*原文摘录*
下面是wordcount的源码，copy自官方的example并做一点点修改。同样地，在使用之前修改一下IP地址：

package com.huai.kafka.learning.streamprocessing.wordcount2;

import org.apache.kafka.clients.consumer.ConsumerConfig;
import org.apache.kafka.common.serialization.Serdes;
import org.apache.kafka.streams.KafkaStreams;
import org.apache.kafka.streams.StreamsBuilder;
import org.apache.kafka.streams.StreamsConfig;
import org.apache.kafka.streams.kstream.KStream;
import org.apache.kafka.streams.kstream.KTable;
import org.apache.kafka.streams.kstream.Produced;

import java.util.Arrays;
import java.util.Locale;
import java.util.Properties;
import java.util.concurrent.CountDownLatch;

/**
 * Demonstrates, using the high-level KStream DSL, how to implement the WordCount program
 * that computes a simple word occurrence histogram from an input text.

*所给条目*

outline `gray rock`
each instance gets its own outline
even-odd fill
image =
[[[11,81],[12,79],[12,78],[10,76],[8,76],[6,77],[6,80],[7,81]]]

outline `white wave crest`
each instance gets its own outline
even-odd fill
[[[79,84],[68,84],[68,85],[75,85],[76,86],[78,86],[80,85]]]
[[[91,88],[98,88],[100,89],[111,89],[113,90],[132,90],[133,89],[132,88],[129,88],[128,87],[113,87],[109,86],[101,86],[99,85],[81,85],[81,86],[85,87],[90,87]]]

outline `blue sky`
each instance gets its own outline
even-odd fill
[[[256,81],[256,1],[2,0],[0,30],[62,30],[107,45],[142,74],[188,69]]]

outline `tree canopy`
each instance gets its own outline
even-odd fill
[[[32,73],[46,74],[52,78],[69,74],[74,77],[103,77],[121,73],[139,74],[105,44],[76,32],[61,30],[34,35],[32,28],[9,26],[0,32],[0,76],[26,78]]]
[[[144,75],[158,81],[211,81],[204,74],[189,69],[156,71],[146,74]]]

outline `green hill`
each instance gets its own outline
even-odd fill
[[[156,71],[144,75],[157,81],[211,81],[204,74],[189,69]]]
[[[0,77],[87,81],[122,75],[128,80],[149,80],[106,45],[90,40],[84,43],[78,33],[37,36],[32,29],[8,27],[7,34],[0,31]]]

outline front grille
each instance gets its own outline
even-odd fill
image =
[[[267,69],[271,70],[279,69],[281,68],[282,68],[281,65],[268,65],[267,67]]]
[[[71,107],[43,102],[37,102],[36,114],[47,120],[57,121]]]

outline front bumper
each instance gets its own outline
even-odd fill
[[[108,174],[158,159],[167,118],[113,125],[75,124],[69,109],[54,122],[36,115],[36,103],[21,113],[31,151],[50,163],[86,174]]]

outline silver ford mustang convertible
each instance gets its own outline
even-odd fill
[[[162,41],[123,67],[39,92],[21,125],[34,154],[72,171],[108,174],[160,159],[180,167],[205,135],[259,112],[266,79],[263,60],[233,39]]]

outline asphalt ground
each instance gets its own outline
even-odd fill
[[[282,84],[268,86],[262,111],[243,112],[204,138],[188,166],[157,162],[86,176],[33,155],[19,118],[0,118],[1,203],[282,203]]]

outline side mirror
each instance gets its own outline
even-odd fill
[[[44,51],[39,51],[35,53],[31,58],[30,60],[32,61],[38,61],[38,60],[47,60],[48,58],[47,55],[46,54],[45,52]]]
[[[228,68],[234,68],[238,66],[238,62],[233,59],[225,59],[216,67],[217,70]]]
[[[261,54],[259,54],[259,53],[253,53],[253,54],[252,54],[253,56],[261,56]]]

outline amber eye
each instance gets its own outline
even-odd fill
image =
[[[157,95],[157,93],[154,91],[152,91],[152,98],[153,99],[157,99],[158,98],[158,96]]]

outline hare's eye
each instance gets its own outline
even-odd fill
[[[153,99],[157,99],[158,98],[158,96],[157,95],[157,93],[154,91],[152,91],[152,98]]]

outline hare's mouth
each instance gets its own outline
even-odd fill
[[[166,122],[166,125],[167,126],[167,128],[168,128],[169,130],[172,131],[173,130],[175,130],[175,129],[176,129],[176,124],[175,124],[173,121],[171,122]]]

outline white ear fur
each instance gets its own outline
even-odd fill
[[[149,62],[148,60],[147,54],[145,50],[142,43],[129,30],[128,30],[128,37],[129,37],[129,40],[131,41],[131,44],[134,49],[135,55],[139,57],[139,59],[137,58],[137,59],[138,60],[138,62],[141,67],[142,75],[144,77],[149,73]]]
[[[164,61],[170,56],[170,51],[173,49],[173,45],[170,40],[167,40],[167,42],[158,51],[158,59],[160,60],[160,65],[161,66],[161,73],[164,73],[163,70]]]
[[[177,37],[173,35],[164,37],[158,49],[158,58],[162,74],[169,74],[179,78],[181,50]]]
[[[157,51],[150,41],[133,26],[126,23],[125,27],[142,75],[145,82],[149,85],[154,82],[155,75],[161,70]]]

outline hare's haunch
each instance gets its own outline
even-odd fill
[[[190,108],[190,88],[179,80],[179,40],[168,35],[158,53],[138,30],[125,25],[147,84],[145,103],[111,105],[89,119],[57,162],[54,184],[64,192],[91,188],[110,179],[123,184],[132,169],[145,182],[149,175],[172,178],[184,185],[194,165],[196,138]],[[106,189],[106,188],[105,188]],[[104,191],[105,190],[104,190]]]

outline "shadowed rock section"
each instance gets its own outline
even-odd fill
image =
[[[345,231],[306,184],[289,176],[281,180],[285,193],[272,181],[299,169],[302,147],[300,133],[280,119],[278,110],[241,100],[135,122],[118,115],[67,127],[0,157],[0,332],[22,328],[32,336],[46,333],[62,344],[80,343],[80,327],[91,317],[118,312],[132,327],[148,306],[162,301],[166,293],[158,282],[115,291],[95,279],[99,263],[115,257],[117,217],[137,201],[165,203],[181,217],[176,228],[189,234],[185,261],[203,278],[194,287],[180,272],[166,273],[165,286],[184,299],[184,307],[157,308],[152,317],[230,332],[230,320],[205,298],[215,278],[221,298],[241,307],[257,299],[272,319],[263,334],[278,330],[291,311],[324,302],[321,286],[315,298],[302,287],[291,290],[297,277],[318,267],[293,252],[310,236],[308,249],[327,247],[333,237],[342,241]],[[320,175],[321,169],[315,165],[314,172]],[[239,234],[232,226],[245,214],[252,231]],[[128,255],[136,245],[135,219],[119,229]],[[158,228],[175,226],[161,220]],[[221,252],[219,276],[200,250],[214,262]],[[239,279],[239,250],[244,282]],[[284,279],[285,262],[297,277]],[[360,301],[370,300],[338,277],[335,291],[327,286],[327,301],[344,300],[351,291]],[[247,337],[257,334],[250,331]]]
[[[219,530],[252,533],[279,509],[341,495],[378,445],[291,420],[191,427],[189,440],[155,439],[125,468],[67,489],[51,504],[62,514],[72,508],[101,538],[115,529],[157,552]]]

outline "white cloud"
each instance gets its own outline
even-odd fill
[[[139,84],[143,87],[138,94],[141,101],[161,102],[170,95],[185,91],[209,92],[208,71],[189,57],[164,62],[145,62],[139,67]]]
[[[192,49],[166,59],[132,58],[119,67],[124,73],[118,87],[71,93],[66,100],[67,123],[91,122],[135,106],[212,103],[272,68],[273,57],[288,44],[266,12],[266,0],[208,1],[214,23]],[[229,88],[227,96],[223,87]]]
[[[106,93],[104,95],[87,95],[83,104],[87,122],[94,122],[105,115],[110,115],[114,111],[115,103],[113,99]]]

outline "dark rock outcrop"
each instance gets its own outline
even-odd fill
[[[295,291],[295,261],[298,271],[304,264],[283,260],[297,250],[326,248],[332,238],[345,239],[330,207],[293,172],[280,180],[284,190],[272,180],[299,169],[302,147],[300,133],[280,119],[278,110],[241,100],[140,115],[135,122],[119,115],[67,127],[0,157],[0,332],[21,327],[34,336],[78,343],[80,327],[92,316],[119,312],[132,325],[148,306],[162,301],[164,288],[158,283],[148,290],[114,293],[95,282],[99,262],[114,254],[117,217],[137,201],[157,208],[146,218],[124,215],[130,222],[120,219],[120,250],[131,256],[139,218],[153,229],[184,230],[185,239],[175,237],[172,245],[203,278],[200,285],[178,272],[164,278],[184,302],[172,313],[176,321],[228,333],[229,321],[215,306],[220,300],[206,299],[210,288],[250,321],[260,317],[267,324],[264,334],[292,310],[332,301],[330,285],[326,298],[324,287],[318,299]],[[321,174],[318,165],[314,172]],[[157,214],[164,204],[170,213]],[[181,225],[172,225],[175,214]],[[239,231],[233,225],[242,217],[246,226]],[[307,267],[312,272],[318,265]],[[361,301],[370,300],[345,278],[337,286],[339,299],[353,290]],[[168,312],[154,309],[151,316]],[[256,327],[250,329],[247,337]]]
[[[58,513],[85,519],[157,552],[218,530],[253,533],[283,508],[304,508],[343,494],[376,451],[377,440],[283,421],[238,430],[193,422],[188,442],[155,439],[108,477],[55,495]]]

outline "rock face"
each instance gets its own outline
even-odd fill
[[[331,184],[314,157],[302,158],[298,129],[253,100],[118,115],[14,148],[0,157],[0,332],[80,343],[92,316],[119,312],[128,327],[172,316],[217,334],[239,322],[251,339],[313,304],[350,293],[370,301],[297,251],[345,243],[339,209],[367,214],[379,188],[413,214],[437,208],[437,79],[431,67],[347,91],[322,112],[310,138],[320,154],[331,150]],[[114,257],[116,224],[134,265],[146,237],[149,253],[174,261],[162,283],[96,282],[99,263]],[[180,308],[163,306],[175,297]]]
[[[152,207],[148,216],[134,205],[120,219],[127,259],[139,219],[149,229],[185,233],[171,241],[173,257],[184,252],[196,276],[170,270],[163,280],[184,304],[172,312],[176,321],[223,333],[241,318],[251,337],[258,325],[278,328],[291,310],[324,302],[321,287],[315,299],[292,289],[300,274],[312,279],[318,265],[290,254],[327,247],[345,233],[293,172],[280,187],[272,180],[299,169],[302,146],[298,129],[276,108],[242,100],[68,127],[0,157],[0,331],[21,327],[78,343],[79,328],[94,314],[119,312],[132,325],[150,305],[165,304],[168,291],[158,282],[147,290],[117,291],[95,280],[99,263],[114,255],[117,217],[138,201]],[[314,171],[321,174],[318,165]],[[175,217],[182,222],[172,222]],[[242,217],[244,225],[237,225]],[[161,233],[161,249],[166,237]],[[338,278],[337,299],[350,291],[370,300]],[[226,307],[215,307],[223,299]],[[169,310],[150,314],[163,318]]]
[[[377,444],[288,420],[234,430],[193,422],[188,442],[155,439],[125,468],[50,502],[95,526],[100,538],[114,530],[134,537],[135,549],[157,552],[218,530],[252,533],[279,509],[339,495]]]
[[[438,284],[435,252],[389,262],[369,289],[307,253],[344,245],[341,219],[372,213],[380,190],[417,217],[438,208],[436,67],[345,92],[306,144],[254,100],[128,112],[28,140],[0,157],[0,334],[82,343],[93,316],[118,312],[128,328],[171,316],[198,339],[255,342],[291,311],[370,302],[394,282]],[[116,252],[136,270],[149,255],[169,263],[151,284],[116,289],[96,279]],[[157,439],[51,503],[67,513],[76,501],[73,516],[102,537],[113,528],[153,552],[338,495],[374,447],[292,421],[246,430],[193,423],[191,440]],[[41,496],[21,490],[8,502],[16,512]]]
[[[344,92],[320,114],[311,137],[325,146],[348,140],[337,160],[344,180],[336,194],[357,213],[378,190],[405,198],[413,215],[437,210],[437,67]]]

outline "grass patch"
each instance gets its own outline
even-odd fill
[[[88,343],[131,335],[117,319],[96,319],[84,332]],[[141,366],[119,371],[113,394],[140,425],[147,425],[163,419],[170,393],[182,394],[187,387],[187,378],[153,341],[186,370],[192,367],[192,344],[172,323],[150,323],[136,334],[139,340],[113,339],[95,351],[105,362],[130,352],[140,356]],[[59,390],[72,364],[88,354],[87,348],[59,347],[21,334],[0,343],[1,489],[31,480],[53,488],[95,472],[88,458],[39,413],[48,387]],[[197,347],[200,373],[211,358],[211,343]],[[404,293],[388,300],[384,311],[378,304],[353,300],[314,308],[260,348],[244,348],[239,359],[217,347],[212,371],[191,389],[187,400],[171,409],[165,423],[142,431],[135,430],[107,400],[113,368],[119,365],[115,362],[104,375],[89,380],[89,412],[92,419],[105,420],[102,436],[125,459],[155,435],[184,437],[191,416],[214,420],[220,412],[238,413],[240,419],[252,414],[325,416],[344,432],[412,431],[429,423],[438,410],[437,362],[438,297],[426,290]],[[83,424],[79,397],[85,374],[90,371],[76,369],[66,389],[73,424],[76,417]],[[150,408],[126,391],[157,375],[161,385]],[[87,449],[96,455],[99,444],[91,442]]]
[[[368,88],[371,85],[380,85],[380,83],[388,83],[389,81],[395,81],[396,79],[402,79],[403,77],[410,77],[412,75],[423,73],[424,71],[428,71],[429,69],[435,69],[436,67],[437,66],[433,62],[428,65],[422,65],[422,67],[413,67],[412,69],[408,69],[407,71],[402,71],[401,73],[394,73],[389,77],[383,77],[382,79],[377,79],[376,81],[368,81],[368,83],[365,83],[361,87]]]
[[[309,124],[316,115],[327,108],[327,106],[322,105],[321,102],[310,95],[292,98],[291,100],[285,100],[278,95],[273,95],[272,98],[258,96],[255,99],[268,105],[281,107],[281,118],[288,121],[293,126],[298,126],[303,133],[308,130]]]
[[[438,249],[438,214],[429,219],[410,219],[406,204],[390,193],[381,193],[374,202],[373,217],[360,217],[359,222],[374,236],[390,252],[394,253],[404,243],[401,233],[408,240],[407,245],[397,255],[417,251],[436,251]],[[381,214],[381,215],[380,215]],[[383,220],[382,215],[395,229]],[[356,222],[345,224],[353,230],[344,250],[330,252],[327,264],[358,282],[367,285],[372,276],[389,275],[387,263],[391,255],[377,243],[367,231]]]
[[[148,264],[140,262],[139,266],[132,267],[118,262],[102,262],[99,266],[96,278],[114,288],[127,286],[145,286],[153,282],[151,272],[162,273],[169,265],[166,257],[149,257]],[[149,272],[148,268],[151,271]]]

*题目*
把原文摘录中以“import java.util.Arrays;”开头、以“an input text.”结尾的那段文字一字不差地抄写下来。

*参考答案*
import java.util.Arrays;
import java.util.Locale;
import java.util.Properties;
import java.util.concurrent.CountDownLatch;

/**
 * Demonstrates, using the high-level KStream DSL, how to implement the WordCount program
 * that computes a simple word occurrence histogram from an input text.